All records are to be printed exactly as they appear.

• Saved entries:
== Segment start ==
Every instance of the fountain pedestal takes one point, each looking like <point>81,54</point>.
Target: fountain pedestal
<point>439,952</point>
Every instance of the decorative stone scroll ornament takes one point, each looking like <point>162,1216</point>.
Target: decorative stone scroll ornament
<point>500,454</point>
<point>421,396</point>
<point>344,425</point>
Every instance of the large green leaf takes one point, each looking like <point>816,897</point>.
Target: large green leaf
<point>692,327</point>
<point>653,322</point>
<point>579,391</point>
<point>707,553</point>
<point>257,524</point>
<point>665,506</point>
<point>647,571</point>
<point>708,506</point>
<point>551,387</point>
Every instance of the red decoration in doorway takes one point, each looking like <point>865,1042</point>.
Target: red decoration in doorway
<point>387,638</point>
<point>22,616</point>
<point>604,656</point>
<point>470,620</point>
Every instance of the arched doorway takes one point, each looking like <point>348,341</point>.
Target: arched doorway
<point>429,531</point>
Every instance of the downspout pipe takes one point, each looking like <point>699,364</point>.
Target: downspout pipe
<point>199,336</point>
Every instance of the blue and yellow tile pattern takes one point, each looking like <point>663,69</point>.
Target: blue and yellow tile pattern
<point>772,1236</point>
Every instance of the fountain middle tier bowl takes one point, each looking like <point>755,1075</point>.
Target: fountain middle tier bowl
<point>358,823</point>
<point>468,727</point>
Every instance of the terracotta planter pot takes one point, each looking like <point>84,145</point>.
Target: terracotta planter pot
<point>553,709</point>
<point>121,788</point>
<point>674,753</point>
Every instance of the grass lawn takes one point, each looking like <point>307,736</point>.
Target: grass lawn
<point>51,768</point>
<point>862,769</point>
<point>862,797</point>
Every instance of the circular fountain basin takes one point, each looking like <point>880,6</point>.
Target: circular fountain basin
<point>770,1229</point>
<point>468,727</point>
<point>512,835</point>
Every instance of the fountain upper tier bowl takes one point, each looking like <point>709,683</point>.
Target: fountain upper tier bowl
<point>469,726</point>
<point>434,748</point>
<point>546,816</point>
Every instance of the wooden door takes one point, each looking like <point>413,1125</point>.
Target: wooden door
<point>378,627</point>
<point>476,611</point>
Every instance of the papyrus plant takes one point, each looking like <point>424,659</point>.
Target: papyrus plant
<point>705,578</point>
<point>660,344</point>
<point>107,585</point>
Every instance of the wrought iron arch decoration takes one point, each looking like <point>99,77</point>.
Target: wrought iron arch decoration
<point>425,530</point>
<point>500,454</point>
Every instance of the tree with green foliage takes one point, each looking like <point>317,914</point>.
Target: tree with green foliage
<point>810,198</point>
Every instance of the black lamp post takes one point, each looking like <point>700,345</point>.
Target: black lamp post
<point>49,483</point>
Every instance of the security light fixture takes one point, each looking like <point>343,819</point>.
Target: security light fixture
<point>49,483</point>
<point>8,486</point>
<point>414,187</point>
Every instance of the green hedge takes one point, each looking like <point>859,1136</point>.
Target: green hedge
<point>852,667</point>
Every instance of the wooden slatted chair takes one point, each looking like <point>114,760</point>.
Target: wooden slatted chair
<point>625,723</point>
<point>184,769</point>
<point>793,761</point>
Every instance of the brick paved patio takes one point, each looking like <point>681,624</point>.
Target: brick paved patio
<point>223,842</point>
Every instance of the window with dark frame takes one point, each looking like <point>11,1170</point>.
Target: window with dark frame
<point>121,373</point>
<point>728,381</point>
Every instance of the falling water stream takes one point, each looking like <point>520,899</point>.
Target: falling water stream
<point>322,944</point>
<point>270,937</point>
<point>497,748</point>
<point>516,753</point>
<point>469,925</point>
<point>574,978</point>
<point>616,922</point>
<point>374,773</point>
== Segment end ==
• TASK SOLUTION:
Every instance of the fountain pedestal takes one point, each looking like <point>81,54</point>.
Target: fountain pedestal
<point>439,952</point>
Every instance of the decorative stone scroll ornament takes one point, each looking like <point>162,1216</point>.
Target: decorative stone scroll ornament
<point>500,454</point>
<point>421,396</point>
<point>344,425</point>
Every instance of the large green leaf takes one point, each looking like <point>816,897</point>.
Target: large green leaf
<point>692,327</point>
<point>653,322</point>
<point>579,391</point>
<point>707,553</point>
<point>257,524</point>
<point>665,506</point>
<point>647,571</point>
<point>708,506</point>
<point>551,387</point>
Every instance of the red decoration in doorway takes one point, each looking like <point>865,1042</point>.
Target: red decoration in doorway
<point>387,638</point>
<point>22,616</point>
<point>604,656</point>
<point>470,620</point>
Every instance of the arched doorway takes one point, each looking like <point>348,341</point>.
Target: arched doorway
<point>429,531</point>
Every instance of the downspout pipe takes one point, each looking like <point>699,364</point>.
Target: downspout pipe
<point>199,336</point>
Every instance of the blue and yellow tile pattern takes one point, each looking like <point>663,69</point>.
Target: blue and yellow tile pattern
<point>772,1236</point>
Every instance of the fountain middle tier bowl takes one point, each looking like <point>755,1075</point>.
Target: fountain middle tier bowl
<point>358,823</point>
<point>468,727</point>
Every instance of the terracotta planter pot takes one point, each looking like <point>84,145</point>.
Target: terracotta planter pot
<point>553,709</point>
<point>121,788</point>
<point>674,753</point>
Every instance of the grass lawn takes one point, each looking like <point>307,736</point>.
Target: grass lawn
<point>51,768</point>
<point>862,769</point>
<point>862,797</point>
Every instance of the circular fountain basin takes one point, each looking like <point>880,6</point>.
Target: circular fountain basin
<point>770,1229</point>
<point>468,727</point>
<point>512,835</point>
Every instance of the fountain upper tier bowl takes one point, each looking like <point>709,683</point>.
Target: fountain upper tier bowl
<point>469,726</point>
<point>434,748</point>
<point>546,816</point>
Every instance of the wooden door takes one point, each looking like <point>413,1125</point>.
Target: wooden door
<point>378,627</point>
<point>476,611</point>
Every instance of the papyrus plant takes one point, each looking like <point>424,659</point>.
Target: papyrus plant
<point>705,578</point>
<point>660,344</point>
<point>107,585</point>
Every instance of the wrought iron arch decoration takes one point, each looking like <point>99,77</point>.
Target: wrought iron arch decoration
<point>425,530</point>
<point>500,454</point>
Every instance of the tree with green foliage takes one point, each looking like <point>317,914</point>.
Target: tree with green foliage
<point>810,198</point>
Every instance of the black lamp post takes one point, each looking like <point>700,345</point>.
Target: black lamp post
<point>49,483</point>
Every instance of the security light fixture takes one point, each looking like <point>343,819</point>.
Target: security light fixture
<point>49,483</point>
<point>8,486</point>
<point>414,187</point>
Every instance of the green hedge takes one point, each looking like <point>859,1136</point>.
Target: green hedge
<point>852,667</point>
Every instance of the wooden slatted chair takes one point, each looking like <point>114,760</point>.
Target: wooden slatted chair
<point>625,723</point>
<point>184,769</point>
<point>793,761</point>
Every instance of the brick paved patio takes one point, each looking like <point>681,624</point>.
Target: brick paved patio
<point>223,842</point>
Every instance of the window with dark frame takes one point, each looking like <point>11,1170</point>.
Target: window with dark frame
<point>121,373</point>
<point>728,381</point>
Every instance of the falling water stream takes one point, each looking like <point>520,899</point>.
Target: falling water stream
<point>322,944</point>
<point>270,937</point>
<point>497,748</point>
<point>516,753</point>
<point>469,925</point>
<point>574,978</point>
<point>616,922</point>
<point>374,773</point>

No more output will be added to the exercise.